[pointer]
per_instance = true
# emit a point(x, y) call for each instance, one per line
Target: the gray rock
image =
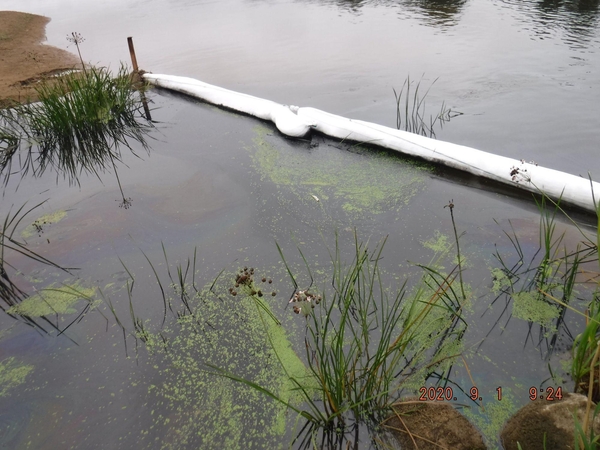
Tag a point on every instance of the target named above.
point(432, 426)
point(552, 418)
::::::::::
Task requirements: Could you print each entry above word for word, with the pictures left out?

Finished exercise:
[pointer]
per_instance = true
# emit a point(x, y) call for each instance, one per line
Target: the gray rock
image =
Tag a point on every instance of the target named above.
point(432, 426)
point(552, 418)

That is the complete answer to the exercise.